-------- SOURCE EXCERPT --------
I’m more and more careful about making predictions as the amount of future-casting done in my field (already a nebulous one) could fill books. I think the future is best defined by what we do now, that’s the only hope we have really. The rest is speculation, which I often leave to trends publications, bankers, science-fiction writers, palm readers & scientists (who actually know what they are talking about).

My esteemed panelists were decidedly careful too and so at the last minute, I thought I’d make some bold statements.

Dystopian Internet of Things (or of people)

I started by talking a little bit about a pre-panel encounter with some brilliant young 17-18 year olds from the North East. Around some tea and scones, they were asked to make their own predictions and we sat in and challenged them a little.

Mostly young men, they were perfectly happy to look me in the eye and ascertain that they didn’t understand why people in the future should interact face to face. Texting and Facebook was replacing things surely!

I gasped, alarmed about our future as a society and then remembered that 17-18 year olds live in an environment of constant contact with each other in school already. Once out of that environment, face to face will become incredibly important again. I have to believe that this will be the case, otherwise the burden we will place on personal technologies will be one of not only helping us be more efficient, but to help us retain our human qualities. Non-verbal communication and face-to-face interactions are what makes us social creatures to begin with. If we lose that contact and lose our ability to understand and read social signals, interact socially, argue, fight, flirt, etc, then we will have become like the ever-charismatic founder of Facebook: sufferings from slight Aspergers syndrome. The internet-of-things will become a way for us to avoid talking to each other because our objects do all the talking for us. I’d like to think we are smarter than this and this is a dystopian point of view. But we have to be prepared for every scenario right?

Sharing the Science Journey

Out of the corner of my eye, I’ve been keeping an eye on things like Pink Army, Nobellini, spacehack.org, galaxyzoo, and other citizen scientist projects and there’s something there that scientists and science funding do not understand: the expert is not the only one engaged in a conversation about science.
-------- EXTRACTED RECORDS --------
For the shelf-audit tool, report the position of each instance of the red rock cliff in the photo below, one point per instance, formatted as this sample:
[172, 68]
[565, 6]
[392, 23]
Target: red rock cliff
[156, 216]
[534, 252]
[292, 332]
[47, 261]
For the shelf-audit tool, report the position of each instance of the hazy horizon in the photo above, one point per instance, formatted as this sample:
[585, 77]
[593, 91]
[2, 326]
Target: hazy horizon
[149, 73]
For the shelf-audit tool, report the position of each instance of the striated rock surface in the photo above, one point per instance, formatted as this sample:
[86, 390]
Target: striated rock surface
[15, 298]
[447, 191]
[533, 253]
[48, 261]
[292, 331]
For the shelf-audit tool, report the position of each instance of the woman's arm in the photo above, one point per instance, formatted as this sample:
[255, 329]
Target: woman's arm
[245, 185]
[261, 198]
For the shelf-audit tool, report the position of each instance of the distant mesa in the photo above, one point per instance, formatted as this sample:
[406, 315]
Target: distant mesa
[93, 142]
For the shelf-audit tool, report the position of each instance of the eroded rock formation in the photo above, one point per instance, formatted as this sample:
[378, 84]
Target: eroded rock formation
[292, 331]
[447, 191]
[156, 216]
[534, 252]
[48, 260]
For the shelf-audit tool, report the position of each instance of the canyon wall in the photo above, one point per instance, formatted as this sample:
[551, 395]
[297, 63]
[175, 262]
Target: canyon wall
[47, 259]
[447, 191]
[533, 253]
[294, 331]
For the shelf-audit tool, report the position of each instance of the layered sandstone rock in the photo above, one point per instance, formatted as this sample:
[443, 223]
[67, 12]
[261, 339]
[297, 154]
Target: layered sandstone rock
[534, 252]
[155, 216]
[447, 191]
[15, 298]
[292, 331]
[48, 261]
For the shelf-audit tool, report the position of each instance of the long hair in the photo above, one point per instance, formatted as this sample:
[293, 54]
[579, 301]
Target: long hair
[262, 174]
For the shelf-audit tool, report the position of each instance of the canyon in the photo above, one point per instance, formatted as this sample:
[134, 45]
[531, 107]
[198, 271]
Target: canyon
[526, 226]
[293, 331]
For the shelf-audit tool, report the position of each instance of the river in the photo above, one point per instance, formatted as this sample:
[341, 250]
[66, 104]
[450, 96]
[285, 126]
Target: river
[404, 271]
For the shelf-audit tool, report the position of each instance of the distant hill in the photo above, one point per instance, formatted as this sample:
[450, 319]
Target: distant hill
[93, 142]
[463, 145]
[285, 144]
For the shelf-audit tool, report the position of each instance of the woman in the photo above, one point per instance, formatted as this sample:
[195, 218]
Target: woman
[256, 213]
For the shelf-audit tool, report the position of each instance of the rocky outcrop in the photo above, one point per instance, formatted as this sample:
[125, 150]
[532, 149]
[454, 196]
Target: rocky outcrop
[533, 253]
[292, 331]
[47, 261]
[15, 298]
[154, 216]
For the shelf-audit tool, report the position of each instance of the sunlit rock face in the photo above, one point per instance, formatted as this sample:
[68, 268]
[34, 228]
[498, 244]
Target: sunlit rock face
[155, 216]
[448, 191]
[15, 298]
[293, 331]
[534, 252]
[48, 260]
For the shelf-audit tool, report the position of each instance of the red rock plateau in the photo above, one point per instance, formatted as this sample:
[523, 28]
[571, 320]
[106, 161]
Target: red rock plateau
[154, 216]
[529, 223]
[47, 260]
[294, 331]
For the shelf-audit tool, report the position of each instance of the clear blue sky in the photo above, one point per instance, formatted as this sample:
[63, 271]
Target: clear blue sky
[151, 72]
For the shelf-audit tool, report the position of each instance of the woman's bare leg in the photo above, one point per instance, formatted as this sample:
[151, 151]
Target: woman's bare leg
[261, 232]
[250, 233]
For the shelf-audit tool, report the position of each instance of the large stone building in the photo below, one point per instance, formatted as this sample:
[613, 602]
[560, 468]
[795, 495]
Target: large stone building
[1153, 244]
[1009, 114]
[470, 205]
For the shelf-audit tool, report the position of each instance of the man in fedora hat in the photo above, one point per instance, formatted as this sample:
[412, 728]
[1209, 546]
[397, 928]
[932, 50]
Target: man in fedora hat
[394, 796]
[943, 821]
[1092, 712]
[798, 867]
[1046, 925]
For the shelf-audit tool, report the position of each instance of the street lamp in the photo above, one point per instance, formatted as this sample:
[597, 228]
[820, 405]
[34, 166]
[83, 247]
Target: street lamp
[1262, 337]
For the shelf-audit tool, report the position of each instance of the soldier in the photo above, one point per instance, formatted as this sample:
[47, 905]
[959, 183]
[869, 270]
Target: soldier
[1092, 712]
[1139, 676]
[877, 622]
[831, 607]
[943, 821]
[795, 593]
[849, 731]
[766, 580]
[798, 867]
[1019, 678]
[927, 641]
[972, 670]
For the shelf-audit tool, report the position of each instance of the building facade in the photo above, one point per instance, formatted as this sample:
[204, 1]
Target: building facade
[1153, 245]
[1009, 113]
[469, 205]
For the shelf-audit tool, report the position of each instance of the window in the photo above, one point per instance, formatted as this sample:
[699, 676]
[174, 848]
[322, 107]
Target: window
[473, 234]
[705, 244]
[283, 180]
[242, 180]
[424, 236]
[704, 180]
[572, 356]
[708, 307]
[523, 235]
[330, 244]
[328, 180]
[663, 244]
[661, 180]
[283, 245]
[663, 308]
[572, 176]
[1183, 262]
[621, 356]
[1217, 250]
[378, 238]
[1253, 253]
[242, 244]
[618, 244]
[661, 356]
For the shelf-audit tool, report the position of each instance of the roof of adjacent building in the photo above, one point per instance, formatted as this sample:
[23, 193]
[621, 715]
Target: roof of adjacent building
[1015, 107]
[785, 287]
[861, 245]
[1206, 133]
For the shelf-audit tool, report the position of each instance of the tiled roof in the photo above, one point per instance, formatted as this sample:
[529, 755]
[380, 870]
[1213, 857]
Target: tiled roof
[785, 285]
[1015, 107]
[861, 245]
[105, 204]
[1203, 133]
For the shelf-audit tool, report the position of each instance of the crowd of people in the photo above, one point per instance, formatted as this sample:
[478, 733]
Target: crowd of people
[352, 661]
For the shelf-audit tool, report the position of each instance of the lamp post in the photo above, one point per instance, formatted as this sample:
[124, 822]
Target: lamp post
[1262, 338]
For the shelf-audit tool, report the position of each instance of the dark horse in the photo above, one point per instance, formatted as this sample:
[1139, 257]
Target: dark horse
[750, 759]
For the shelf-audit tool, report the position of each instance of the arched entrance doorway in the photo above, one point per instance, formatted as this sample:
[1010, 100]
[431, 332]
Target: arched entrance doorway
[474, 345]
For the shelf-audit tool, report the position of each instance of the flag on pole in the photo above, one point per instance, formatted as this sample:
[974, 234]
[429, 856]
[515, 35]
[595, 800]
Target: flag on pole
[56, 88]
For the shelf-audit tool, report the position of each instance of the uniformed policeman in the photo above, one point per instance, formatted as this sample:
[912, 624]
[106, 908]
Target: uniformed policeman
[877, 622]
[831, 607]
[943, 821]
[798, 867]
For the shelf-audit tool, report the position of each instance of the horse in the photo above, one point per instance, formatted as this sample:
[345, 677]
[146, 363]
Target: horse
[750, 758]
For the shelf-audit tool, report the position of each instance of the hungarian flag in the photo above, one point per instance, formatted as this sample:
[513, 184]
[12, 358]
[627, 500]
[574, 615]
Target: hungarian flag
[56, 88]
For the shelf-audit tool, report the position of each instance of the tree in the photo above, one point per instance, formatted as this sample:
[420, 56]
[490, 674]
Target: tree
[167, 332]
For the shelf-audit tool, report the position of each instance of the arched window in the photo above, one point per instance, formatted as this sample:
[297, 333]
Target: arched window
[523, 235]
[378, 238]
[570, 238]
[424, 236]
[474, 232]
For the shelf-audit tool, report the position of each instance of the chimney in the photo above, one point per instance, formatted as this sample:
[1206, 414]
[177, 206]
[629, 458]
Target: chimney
--------
DIRECTIVES.
1: Please give the entries as a Markdown table with columns Row and Line, starting with the line that contains "of the lamp" and going on through the line that contains "[1262, 338]", leaving out blank lines.
2: Carry the predictions post forward from its last sentence.
The predictions post and the entries are unrelated to each other.

EXERCISE RESULTS.
1:
| Row | Line |
|---|---|
| 1 | For the shelf-audit tool, report the position of each instance of the lamp post in the photo above, one point per instance, formatted as this sample: |
| 2 | [124, 822] |
| 3 | Target: lamp post |
| 4 | [1262, 338] |

2:
The expert is of course the guy in the lab, but his peers can be people “out there” and I believe there are economic models which can be explored where instead of sending spam to earn some pocket money or putting pamphlets through the door, the less wealthy could earn money by helping out on science research. This would do wonders for communication of the value of science as it would be tied to economic growth instead of being perceived as national R&D. It could become part of science lessons in school. Mechanical Turk for science 101. I don’t think it’s new to anyone who has been using the internet for a while, but it’s not an easy conversation to have with universities who are desperate for funding, science communication bodies who don’t know where to put their money and other publicly funded projects who will suffer in the next fortnight.

This comes back to the idea that scientists should feel comfortable sharing process with the outside world and in science, that’s not really done. Publication is what you share, not work-in-progress. Not unlike the magazine and newspaper industries, journals have their flaws: old and elitist models of distribution. Right now, after finding someone to publish your article, paying for the article to be published and then having it published, it’s still behind the journal’s paywall so the work is only shared with that readership. Kind of old school in light of the Internet Age. I’d like to think that publishing your work was always based on the idea of retaining your rights and share the work with others in your field and beyond. If Creative Commons-like licences start developing for science research and publication, the work wouldn’t suffer, and people would share more and cross-pollination would be happening more frequently. The type of cross-disciplinary conversations that fosters innovation and allows companies like ours to exist and come up with new things to talk about. Peer-reviewed content and curation will still exist as it does with online content generally, but it’s focus will be on quality content and not feeling pressured to print on dead trees and distribute to all the scientific libraries of the world. Again, all this felt familiar to me, but there were some frowns on the panel.

If anything the next 10 years of science has to be about the world of science embracing the technologies its own people helped develop and for us to keep being human with technologies there to support us, not to be used as crutches.

By designswarm

Blogging since 2005.

2 comments

  1. I guess everyone who’s “connected” agrees with you. The problem in the academic society is it’s funding model. As long as universities are funded by the number of patents or publications we can forget about a sharing culture. This leads to the question if a new educational system will emerge that is based on different values. Maybe it already has and we just don’t (want) to see it yet.

  2. Interesting and thoughtful essay.

    There’s only one part i didn’t follow completely–the point about the ‘Aspergerisation’ of society.

    If you put yourself in the shoes of someone with Asperger’s or mild Autism for a second, i’m sure you’d see how the exact opposite point can be made: The Internet has enabled non-neurotypical people to communicate more effectively and humanely.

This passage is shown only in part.